- **Passage for review**
======

# Dr. Drew agrees with me....



## Wing Man (Jun 8, 2012)

I saw Doctor Drew on a talk show the other morning and he was talking about addiction for a few minutes, and how Lady GaGa said that she kicked her addiction to weed recently. And he echoed the same thing that I have been saying that weed IS addictive to some but not others, and that alcohol is also addictive to some.......but not others. And that wether it is a genetic or mental or physical addiction it does not matter because they can all destroy a person the same way.


----------



## Cosmos (May 4, 2012)

:iagree:

There are certain individuals who are predisposed to addiction, be it drugs, pornography, gambling, the internet, video games, overeating, exercise, workaholism and even relationships with others. The reasons can range from biopsychosocial, biological, psychological and environmental factors, and can differ from one individual to another.


----------



## now_awake (May 29, 2013)

======

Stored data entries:

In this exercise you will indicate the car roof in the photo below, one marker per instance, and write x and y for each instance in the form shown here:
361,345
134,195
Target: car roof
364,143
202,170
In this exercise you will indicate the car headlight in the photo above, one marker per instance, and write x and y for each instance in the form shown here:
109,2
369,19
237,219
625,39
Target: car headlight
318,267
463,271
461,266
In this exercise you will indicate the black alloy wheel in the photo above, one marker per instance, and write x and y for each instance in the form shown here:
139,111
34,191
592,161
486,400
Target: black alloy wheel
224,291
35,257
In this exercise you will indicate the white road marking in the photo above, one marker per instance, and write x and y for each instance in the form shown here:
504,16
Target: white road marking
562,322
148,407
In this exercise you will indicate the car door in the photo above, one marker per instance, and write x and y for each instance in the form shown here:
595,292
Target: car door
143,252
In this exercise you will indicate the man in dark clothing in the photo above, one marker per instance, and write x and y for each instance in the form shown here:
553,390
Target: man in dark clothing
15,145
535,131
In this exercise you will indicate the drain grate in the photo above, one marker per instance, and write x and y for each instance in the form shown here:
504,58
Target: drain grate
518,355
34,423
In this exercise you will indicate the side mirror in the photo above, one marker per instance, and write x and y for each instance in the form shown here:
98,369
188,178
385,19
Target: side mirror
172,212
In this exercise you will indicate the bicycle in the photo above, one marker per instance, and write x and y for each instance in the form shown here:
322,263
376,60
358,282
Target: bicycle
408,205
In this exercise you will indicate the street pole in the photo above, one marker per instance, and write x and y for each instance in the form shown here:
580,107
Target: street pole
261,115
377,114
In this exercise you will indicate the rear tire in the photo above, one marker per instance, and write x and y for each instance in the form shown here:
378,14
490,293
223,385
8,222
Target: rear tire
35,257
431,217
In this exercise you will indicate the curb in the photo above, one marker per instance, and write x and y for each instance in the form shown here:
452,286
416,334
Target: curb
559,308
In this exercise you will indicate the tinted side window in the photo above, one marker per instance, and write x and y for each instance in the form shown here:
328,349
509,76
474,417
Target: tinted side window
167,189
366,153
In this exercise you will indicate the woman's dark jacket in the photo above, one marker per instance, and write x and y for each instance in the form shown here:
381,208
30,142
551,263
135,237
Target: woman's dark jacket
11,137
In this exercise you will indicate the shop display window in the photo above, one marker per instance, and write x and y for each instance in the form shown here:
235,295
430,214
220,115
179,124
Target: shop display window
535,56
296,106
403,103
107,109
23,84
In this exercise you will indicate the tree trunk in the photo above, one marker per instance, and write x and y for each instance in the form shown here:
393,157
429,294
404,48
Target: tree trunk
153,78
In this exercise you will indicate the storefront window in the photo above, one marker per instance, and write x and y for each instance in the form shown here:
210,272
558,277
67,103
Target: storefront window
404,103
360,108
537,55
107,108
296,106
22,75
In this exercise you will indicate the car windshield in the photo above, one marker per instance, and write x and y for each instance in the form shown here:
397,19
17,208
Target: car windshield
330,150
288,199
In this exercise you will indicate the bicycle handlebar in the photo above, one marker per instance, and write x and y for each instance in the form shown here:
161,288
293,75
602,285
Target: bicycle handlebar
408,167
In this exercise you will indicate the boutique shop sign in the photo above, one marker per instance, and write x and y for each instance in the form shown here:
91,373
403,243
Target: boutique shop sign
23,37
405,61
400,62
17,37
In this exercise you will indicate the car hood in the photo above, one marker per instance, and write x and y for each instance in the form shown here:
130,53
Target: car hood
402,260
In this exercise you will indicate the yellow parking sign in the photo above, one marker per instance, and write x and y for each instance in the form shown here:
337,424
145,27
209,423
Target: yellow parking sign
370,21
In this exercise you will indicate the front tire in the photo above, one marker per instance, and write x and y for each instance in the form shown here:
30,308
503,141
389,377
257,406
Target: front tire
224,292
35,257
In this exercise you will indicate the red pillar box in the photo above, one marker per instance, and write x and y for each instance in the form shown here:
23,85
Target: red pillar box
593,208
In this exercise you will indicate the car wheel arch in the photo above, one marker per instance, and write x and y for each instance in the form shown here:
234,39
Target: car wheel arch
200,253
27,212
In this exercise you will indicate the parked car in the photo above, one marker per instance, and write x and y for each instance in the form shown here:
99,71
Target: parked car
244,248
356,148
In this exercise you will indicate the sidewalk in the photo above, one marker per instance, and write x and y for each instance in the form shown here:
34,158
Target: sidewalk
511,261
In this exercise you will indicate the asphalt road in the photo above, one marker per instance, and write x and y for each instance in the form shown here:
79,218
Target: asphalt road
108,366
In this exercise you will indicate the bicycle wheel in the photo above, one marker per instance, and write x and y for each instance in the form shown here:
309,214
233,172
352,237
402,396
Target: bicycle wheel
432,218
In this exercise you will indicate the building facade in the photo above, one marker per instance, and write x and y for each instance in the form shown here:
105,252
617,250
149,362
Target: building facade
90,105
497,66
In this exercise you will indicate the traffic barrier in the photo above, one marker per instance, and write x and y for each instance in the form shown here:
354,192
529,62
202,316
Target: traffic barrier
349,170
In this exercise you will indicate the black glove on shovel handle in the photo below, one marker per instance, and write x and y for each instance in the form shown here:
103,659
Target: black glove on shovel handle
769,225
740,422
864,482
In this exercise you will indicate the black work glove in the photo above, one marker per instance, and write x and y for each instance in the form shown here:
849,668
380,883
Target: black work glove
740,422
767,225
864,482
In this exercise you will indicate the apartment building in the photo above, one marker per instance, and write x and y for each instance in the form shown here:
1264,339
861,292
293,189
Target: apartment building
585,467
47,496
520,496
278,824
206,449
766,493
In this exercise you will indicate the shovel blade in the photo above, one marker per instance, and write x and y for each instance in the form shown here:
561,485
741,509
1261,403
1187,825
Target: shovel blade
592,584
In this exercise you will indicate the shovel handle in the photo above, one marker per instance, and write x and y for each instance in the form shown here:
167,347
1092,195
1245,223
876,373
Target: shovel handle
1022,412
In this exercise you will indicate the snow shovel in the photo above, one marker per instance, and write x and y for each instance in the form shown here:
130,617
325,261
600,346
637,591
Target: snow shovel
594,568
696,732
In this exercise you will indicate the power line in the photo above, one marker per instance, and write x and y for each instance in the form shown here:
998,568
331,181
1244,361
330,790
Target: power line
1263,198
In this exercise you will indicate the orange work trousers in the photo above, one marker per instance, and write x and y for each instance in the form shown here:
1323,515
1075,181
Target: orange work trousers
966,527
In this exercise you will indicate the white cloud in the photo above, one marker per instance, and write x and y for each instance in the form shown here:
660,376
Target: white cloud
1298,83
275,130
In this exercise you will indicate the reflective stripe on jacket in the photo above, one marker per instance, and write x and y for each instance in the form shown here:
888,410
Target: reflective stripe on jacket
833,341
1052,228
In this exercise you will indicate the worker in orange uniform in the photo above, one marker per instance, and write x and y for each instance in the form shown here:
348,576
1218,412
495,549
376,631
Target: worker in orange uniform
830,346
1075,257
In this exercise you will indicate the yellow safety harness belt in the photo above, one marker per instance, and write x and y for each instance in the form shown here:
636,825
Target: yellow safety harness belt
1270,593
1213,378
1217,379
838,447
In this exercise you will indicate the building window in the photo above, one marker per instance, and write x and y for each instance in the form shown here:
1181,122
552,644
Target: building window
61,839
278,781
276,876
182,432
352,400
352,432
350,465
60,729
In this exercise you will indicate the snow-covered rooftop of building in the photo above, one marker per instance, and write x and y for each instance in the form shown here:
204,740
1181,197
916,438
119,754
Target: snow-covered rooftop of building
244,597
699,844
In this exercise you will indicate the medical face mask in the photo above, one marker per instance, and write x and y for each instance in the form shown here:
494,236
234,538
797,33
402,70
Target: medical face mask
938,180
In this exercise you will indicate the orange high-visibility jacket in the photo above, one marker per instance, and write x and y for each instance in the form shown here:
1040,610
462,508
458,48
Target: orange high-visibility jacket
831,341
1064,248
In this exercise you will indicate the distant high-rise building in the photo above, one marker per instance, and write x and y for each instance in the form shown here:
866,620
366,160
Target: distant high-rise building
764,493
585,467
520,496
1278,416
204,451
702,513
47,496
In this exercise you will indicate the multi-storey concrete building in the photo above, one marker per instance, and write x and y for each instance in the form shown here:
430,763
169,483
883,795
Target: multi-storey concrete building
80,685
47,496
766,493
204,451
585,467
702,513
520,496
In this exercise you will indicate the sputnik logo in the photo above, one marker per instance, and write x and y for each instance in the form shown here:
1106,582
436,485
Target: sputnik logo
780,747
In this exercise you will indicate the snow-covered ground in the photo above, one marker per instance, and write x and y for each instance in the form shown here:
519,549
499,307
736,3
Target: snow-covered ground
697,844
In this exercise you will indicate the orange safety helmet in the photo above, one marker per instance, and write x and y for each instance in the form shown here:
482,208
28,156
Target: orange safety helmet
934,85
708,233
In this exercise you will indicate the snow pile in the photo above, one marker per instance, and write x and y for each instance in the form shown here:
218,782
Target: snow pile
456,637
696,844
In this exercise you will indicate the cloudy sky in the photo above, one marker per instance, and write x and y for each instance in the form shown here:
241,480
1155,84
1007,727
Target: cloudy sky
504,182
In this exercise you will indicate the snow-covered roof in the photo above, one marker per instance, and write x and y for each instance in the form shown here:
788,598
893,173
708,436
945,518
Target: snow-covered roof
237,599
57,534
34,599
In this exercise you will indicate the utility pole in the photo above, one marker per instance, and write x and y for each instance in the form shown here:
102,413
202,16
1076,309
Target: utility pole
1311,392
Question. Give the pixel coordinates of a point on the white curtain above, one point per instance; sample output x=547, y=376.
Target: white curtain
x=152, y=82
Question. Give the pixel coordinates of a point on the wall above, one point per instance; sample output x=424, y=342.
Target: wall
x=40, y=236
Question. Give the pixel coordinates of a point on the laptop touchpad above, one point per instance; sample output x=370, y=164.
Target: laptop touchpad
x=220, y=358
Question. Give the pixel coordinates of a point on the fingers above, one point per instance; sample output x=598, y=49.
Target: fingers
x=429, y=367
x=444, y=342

======

- **Assignment A**
Summarize the thread about addiction in two sentences.
- **Assignment B**
For each statement, say whether it agrees with the thread about addiction, and quote the words from the thread that decide it: (i) Dr. Drew said weed is addictive to everyone. (ii) Cosmos names gambling as one possible addiction. (iii) Wing Man saw Dr. Drew on a talk show in the evening.
- **Assignment C**
In the thread about addiction, what did Lady GaGa say she had recently done?
The stored data entries are separate material, apart from the thread about addiction.

- **Solution A**
Wing Man reports seeing Dr. Drew on a talk show saying that weed and alcohol are each addictive to some people but not others, and that genetic, mental or physical addictions can all destroy a person the same way. Cosmos agrees and adds that certain individuals are predisposed to many kinds of addiction, for reasons that can range from biopsychosocial, biological, psychological and environmental factors and can differ from one individual to another.

- **Solution B**
(i) No: "weed IS addictive to some but not others"
(ii) Yes: "be it drugs, pornography, gambling, the internet"
(iii) No: "I saw Doctor Drew on a talk show the other morning"

- **Solution C**
She said she kicked her addiction to weed.